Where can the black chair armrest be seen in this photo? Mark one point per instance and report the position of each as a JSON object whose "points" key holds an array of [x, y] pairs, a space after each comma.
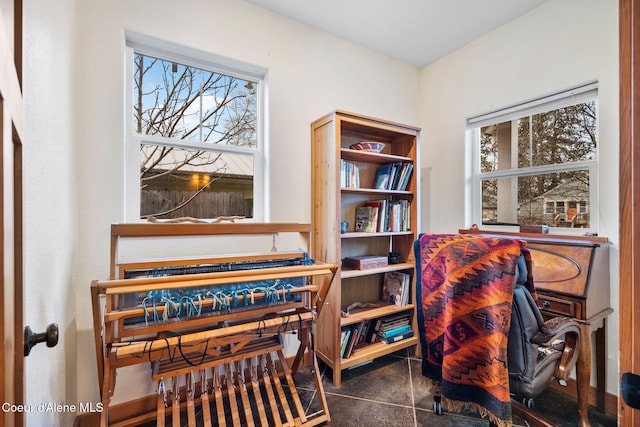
{"points": [[555, 328]]}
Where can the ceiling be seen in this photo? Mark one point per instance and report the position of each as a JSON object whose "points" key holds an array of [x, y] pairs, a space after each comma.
{"points": [[416, 32]]}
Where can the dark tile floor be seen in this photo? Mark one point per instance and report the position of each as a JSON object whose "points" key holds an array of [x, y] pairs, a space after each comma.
{"points": [[391, 391]]}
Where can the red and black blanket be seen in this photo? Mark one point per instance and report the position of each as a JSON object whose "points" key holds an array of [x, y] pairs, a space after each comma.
{"points": [[464, 292]]}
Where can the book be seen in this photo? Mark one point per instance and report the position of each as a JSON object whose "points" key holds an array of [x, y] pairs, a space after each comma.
{"points": [[344, 340], [397, 338], [383, 174], [394, 287], [366, 219], [365, 262], [396, 331]]}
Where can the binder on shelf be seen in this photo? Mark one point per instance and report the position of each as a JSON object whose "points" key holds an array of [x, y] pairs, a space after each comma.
{"points": [[365, 262], [366, 219], [397, 338]]}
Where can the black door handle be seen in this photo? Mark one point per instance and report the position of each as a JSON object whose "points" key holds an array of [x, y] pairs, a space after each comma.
{"points": [[31, 338]]}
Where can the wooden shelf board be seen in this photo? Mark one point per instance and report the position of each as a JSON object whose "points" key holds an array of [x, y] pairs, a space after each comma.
{"points": [[346, 273], [385, 309], [368, 156], [363, 190], [360, 234], [375, 350]]}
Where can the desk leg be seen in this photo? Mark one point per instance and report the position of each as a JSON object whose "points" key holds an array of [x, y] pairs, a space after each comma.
{"points": [[601, 366], [583, 374]]}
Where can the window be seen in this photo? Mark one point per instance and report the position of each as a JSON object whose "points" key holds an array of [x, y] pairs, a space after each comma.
{"points": [[194, 141], [536, 163]]}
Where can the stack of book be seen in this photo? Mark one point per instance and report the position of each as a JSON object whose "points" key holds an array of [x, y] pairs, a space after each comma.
{"points": [[393, 176], [388, 329], [395, 288], [393, 328], [349, 175], [383, 215]]}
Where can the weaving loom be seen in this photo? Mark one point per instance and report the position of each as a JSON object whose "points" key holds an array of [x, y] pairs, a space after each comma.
{"points": [[210, 329]]}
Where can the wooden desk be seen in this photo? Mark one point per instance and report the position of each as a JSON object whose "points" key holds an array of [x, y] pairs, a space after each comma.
{"points": [[571, 275]]}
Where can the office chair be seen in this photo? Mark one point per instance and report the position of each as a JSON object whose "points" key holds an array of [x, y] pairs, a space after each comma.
{"points": [[538, 352]]}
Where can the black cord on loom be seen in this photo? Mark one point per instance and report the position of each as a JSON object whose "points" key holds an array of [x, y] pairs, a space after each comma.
{"points": [[204, 353]]}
* * * * * * *
TASK TO CARRY OUT —
Reproduce only those lines of the entries above that run from the line with "Where can the wooden shelf" to the final line.

OUTPUT BELOW —
Where can the wooden shelf board be seen in this photo? Mark one point per instance and report the position of each as a JSON object whose "points" key holds an array of [x, y] pairs, a space after each comma.
{"points": [[346, 273], [385, 309], [368, 156], [363, 190], [360, 234], [375, 350]]}
Where can the desk leg be seen in this photo? Mark one point per instance and report the position of each as a JSON object whose "points" key holds an array of [x, y] pairs, a space after each comma.
{"points": [[601, 366], [583, 374]]}
Where can the window be seen in this photo? Mark one point per instance and report the position of each as a JSON object whose "points" key holds an array of [x, y] pairs, a space after each comma.
{"points": [[194, 141], [536, 163]]}
Where can the stack of book be seen in this photo? Mark one point per instance and report the position of each as a JSON object whose "points" key holds an array of [x, y] pairs, a space after each comma.
{"points": [[393, 176], [388, 329], [395, 288], [393, 328], [349, 175], [383, 215]]}
Where can the weaving loom be seen in this photo? Mark one point per instance and report the position of each as a JSON object whose "points" key holds an array of [x, y] pairs, a space after each comma.
{"points": [[210, 329]]}
Where can the wooden desk be seen in this photo? Mark one point per instance and report the position of each as a JSON object whose "points" key holds an array of [x, y] pairs, a space after each comma.
{"points": [[571, 275]]}
Where can the office chair be seen in this photo? Mark one point per instance and report the position of each as a JSON object whose "points" key holds an array of [x, y] pairs, a space after each comma.
{"points": [[538, 352]]}
Where can the black cord on loom be seen in this photo? Mark one point per instance and report the position of each as a JSON object whose "points" key holds an array of [x, y] pairs, a space after each comma.
{"points": [[204, 353]]}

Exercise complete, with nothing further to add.